To be done -
Transcribe the listing below verbatim, from the first line through the last, and omit the pictures from your copy.

Supplied data -
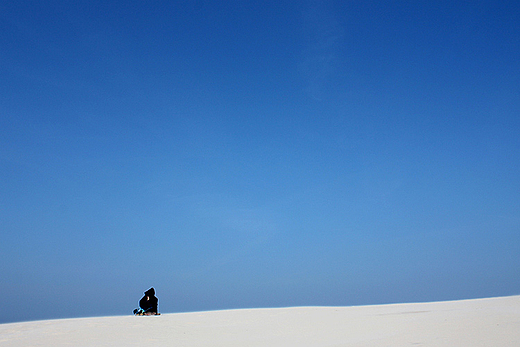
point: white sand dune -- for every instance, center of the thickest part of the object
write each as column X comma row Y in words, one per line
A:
column 482, row 322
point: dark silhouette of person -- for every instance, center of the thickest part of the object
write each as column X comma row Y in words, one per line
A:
column 148, row 303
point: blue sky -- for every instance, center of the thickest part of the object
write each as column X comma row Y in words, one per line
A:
column 256, row 154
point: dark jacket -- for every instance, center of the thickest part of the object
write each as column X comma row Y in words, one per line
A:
column 149, row 302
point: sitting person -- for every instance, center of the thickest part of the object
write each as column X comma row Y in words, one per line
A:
column 148, row 304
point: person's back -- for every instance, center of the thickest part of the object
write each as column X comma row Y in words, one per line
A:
column 148, row 303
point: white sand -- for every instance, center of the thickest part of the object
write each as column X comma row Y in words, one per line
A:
column 483, row 322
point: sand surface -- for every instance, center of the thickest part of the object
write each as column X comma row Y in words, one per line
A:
column 482, row 322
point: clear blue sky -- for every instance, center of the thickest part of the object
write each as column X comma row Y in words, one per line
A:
column 239, row 154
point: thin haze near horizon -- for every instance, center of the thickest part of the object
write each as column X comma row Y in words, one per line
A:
column 245, row 154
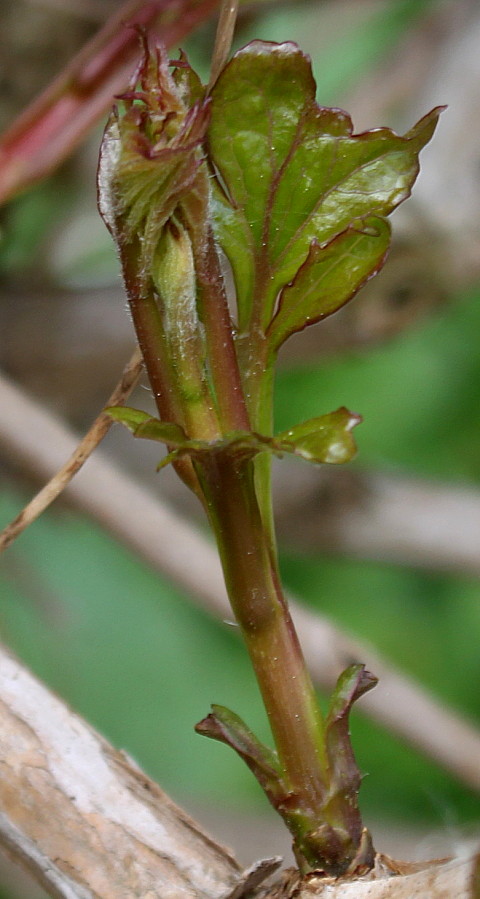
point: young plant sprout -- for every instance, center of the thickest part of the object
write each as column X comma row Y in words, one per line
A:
column 254, row 171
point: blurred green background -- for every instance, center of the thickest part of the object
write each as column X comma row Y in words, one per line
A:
column 124, row 646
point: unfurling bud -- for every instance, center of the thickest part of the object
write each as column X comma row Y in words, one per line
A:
column 151, row 164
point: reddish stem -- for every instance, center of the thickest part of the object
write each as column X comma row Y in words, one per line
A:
column 53, row 125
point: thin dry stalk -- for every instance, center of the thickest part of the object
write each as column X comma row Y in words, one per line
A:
column 100, row 427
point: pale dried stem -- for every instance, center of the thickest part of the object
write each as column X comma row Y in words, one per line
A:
column 82, row 452
column 171, row 545
column 89, row 824
column 223, row 38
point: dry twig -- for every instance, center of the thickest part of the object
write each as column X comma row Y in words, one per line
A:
column 82, row 452
column 88, row 824
column 166, row 541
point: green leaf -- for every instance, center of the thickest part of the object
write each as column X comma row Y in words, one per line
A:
column 227, row 727
column 327, row 438
column 330, row 276
column 291, row 172
column 141, row 424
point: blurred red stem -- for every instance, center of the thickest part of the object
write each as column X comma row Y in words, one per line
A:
column 50, row 128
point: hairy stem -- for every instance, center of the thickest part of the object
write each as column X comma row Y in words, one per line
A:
column 253, row 585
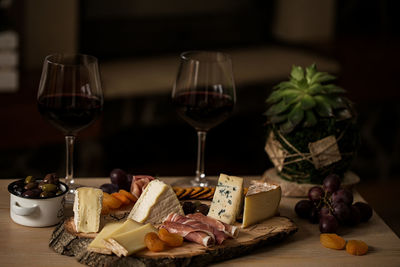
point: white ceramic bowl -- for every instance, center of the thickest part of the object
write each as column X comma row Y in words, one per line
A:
column 37, row 212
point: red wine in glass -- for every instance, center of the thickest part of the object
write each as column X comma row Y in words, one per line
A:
column 70, row 97
column 204, row 95
column 69, row 113
column 203, row 109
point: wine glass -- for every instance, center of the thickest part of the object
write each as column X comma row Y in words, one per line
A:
column 70, row 97
column 204, row 95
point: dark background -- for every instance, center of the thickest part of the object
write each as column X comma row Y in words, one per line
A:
column 364, row 43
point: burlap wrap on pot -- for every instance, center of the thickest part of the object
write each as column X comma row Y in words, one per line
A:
column 321, row 153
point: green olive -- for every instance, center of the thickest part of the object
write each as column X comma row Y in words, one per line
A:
column 29, row 179
column 31, row 185
column 44, row 194
column 49, row 187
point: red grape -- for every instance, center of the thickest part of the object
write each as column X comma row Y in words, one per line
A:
column 342, row 195
column 303, row 208
column 316, row 193
column 324, row 211
column 331, row 183
column 119, row 178
column 109, row 188
column 342, row 211
column 365, row 211
column 314, row 215
column 328, row 224
column 129, row 179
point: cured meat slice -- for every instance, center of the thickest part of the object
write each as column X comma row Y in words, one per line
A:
column 230, row 230
column 219, row 236
column 189, row 233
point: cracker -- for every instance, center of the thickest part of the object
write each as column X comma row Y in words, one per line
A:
column 178, row 191
column 196, row 190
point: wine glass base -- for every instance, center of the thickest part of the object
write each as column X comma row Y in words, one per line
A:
column 192, row 182
column 70, row 196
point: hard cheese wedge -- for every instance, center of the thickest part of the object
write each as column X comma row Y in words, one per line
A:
column 97, row 245
column 155, row 203
column 129, row 242
column 228, row 199
column 127, row 226
column 261, row 202
column 87, row 209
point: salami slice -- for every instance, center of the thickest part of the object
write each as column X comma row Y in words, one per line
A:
column 230, row 230
column 189, row 233
column 219, row 236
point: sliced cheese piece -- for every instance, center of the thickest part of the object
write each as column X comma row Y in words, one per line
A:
column 155, row 203
column 127, row 226
column 227, row 202
column 129, row 242
column 97, row 245
column 87, row 209
column 261, row 202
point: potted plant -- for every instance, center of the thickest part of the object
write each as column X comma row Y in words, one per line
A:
column 311, row 127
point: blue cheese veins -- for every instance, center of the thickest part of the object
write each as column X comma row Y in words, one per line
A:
column 228, row 199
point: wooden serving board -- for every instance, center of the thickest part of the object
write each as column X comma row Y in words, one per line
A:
column 66, row 241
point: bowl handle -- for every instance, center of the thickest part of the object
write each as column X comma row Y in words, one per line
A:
column 24, row 211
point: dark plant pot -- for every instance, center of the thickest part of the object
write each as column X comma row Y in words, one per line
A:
column 304, row 171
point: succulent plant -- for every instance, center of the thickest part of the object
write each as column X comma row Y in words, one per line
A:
column 308, row 96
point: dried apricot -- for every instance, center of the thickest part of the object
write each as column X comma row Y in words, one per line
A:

Exercise solution -
point: white sand dune -- for every instance, center of the thickest part of the object
write each as column X comma row Y in words, one per line
A:
column 482, row 322
point: dark silhouette of person -- for every instance, center of the thickest part of the object
write each as column X comma row Y in words, one per line
A:
column 148, row 303
point: blue sky -- for every instance, center of the thickest part of the object
write each as column X comma row Y in words, one per line
A:
column 256, row 154
point: dark jacket -- for every instance, center of the thickest part of the object
write each as column X comma row Y in words, one per line
A:
column 149, row 302
point: sitting person -- for every instance, center of the thickest part of the object
write each as column X comma row Y in words, one per line
A:
column 148, row 304
point: person's back -- for every instance, center of the thickest part of the object
write each as column X comma row Y in words, one per line
A:
column 148, row 303
point: white sand -- for every instance, center of the thickest part of the object
write each as column X comma row Y in words, one per line
A:
column 483, row 322
point: sand surface -- for every instance, center of the thickest part of the object
write each as column X comma row Y in words, one per line
A:
column 482, row 322
point: clear blue sky -- for every instance, center of the thickest part of the object
write each as column X comma row Y in words, one per line
A:
column 239, row 154
point: thin haze near horizon -- for every instance, center of the thickest part of the object
write each as column X comma row Y in words, one per line
A:
column 245, row 154
point: young plant sprout -- for every instance, center of the thickest part of the object
write each as column X comma row Y in words, one per line
A:
column 254, row 171
point: blurred green background -- for every instance, center of the thickest part of the object
write each as column X comma row Y in words, one per line
A:
column 124, row 646
point: unfurling bud -- for every instance, center of the thickest part of the object
write each as column X comma row Y in words, one per line
A:
column 151, row 164
point: reddish stem -- for every instance, center of the thickest part of the object
write each as column X comma row Y in words, one per line
A:
column 53, row 125
point: thin dry stalk -- for every instance, center of the thickest part of the object
write each as column X comma row Y in words, one per line
A:
column 100, row 427
point: pale dried stem -- for every instance, center of the thickest part of the object
write each as column X comma row Y in words, one per line
A:
column 82, row 452
column 171, row 545
column 89, row 824
column 223, row 38
point: dry twig -- for every instance, center of the thickest part of the object
write each as column X comma row Y in words, one per line
A:
column 82, row 452
column 88, row 824
column 166, row 541
point: green leaf -- for every instance, center of the thickest part of the object
write each as column X comma row Y in words, one per line
A:
column 227, row 727
column 327, row 438
column 330, row 276
column 291, row 172
column 141, row 424
point: blurred red stem -- for every instance, center of the thickest part of the object
write each as column X comma row Y in words, one per line
A:
column 50, row 128
point: hairy stem -- for every instance, center of the thickest part of the object
write each as column X comma row Y in words, one per line
A:
column 253, row 585
point: white ceramic bowl -- for every instance, center of the thickest part of the object
write each as column X comma row Y in words, one per line
A:
column 37, row 212
point: red wine in glass -- for every instance, center of the thickest part of the object
write each as column X comma row Y in words, one per line
A:
column 70, row 97
column 204, row 95
column 69, row 113
column 203, row 109
point: wine glass -- for every instance, center of the thickest part of the object
write each as column X comma row Y in words, one per line
A:
column 70, row 97
column 204, row 95
point: dark background -- for every instance, center of the thickest part of the object
write each as column X comma row Y in words, one per line
A:
column 364, row 43
point: burlap wrap on pot -- for every instance, center of the thickest part of the object
write each as column X comma row Y in words, one per line
A:
column 321, row 153
point: green olive -- for every instance, center of the thickest part of the object
write each as column X comma row Y in words, one per line
A:
column 29, row 179
column 31, row 185
column 44, row 194
column 49, row 187
point: red grape -- for every instance, center of the thickest part of the object
write each as column X comma row Y in words, one per line
A:
column 342, row 195
column 303, row 208
column 316, row 193
column 324, row 211
column 331, row 183
column 119, row 178
column 109, row 188
column 342, row 211
column 365, row 211
column 314, row 215
column 328, row 224
column 129, row 179
point: cured meat slice -- for every instance, center of the thickest part of the object
write each as column X comma row Y in words, one per line
A:
column 230, row 230
column 219, row 236
column 189, row 233
point: cracker -- for every instance, center of the thickest part of the object
write each as column X comma row Y in words, one per line
A:
column 178, row 191
column 196, row 190
point: wine glass base -- for every instance, center of the thickest part of the object
write each as column X comma row Y in words, one per line
A:
column 192, row 182
column 70, row 196
point: hard cheese wedge -- for every instance, center of the thickest part of the object
write each as column X comma row Y in words, one per line
A:
column 97, row 245
column 155, row 203
column 129, row 242
column 228, row 199
column 127, row 226
column 261, row 202
column 87, row 209
point: salami slice -- for every instance, center of the thickest part of the object
write each as column X comma row Y in words, one per line
A:
column 230, row 230
column 189, row 233
column 219, row 236
point: sliced cheese piece -- for every instance, center of the thickest part of the object
write each as column X comma row Y in words, one per line
A:
column 155, row 203
column 127, row 226
column 227, row 202
column 129, row 242
column 97, row 245
column 87, row 209
column 261, row 202
point: potted plant -- for every instance, center of the thickest part of the object
write each as column X comma row Y in words, one per line
A:
column 311, row 127
point: blue cheese veins -- for every instance, center of the thickest part of the object
write each as column X comma row Y in words, one per line
A:
column 228, row 199
point: wooden serving board -- for every instance, center of the thickest part of the object
write each as column X comma row Y in words, one per line
A:
column 66, row 241
point: bowl handle -- for every instance, center of the thickest part of the object
write each as column X comma row Y in words, one per line
A:
column 24, row 211
point: dark plant pot -- for every instance, center of the thickest part of the object
write each as column X comma row Y in words, one per line
A:
column 304, row 171
point: succulent plant -- for every instance, center of the thickest part of the object
write each as column X comma row Y in words, one per line
A:
column 308, row 96
point: dried apricot -- for every instance, center of the thickest part of the object
write each as column X comma row Y in words, one per line
A:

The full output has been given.